Im Beziehungsdreieck zwischen Patient*innen, Angehörigen und Therapeut*innen bestehen wechselseitige Verknüpfungen, die den Verlauf der Rehabilitation, Kommunikationsmuster, emotionale Unterstützung und gemeinsame Entscheidungen beeinflussen (Bosse et al., 2023). Die Motivation der Betroffenen und ihre Offenheit gegenüber therapeutischen Maßnahmen wirken sich direkt auf den Therapieerfolg aus. Therapeut*innen unterstützen diesen Prozess, indem sie enge Beziehungen zu Betroffenen und Angehörigen aufbauen und beide bei der Krankheitsbewältigung begleiten (von Bosse et al., 2023; Hall et al., 2010; Miciak et al., 2018). Die Berücksichtigung der dyadischen Beziehung zwischen den Partner*innen innerhalb des Dreieckmodells kann die Resilienz der Betroffenen stärken und als zentrale Ressource im Rehabilitationsprozess dienen (von Bosse et al., 2025). Dennoch wird die Paarbeziehung im Beziehungsdreieck oft vernachlässigt, obwohl sie eine der wichtigsten Quellen für Unterstützung und Anerkennung darstellt, die für die Befriedigung menschlicher Grundbedürfnisse unabdingbar sind (Dette-Hagenmeyer & Reichle, 2014).

Paarbeziehungen und ihre Dynamik im Rehabilitationskontext

Paarbeziehungen entstehen durch die Interaktion zweier Individuen mit unterschiedlichen Biografien und Sozialisationserfahrungen, wodurch eine eigenständige Dynamik entsteht. Diese Verbindung geht über die Summe der Eigenschaften der beteiligten Personen hinaus und formt eine eigene Paarrealität, in der sich die Partner*innen sowohl im Selbstverständnis als auch in der Außenwirkung als Einheit definieren (Burkart, 2018). Die Qualität und Stabilität einer Paarbeziehung ist dynamisch und unterliegt ständigen Veränderungen (Lenz, 2009).

**AUFGABE**
Setzen Sie den Textauszug über Paarbeziehungen in der Rehabilitation nach dessen letztem Satz fort. Die Datensätze spielen hierfür keine Rolle.

**BEREITGESTELLTE DATENSÄTZE**
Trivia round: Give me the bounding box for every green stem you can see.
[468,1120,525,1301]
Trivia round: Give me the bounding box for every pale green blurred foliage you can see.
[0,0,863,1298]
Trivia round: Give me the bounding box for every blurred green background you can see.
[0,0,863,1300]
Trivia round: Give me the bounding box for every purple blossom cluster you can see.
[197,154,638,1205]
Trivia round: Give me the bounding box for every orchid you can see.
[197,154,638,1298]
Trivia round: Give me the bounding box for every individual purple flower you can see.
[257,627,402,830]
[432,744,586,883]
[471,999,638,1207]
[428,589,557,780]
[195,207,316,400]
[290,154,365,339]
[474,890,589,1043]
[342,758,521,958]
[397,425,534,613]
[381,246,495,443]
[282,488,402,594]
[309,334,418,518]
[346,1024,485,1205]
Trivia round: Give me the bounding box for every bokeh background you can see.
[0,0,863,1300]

**ANTWORT**
Gemäß dem symbolischen Interaktionismus (Mead, 1903) und dem dynamisch-interaktionistischen Paradigma (Lerner, 1978) werden sowohl die Persönlichkeitsentwicklung als auch die partnerschaftliche Beziehung durch die Interaktion beider Partner*innen sowie äußere Einflüsse geprägt (Neyer & Asendorpf, 2017). Essenzielle Fähigkeiten wie ein konstruktiver Umgang mit Konflikten, offene Kommunikation, frühzeitiges Erkennen von Problemen und kontinuierliche Beziehungsarbeit bilden zentrale Faktoren für eine erfolgreiche Beziehung (Burkart, 2018). Im Kontext der neurologischen Rehabilitation werden diese Dynamiken durch spezifische Herausforderungen verstärkt. Kommunikationsmuster, individuelle und dyadische Bewältigungsstrategien sowie Machtstrukturen beeinflussen nicht nur die Beziehungsqualität, sondern auch den Erfolg des therapeutischen Prozesses. Positive Bewältigungsstrategien, wie emotionale Unterstützung und gemeinsames Planen, steigern die Beziehungszufriedenheit und fördern den Therapieerfolg. Im Gegensatz dazu erhöhen negative Verhaltensmuster, wie Konflikte oder fehlendes Commitment, das Risiko von Unzufriedenheit oder Trennung (Dette-Hagenmeyer & Reichle, 2014; Rusu et al., 2020).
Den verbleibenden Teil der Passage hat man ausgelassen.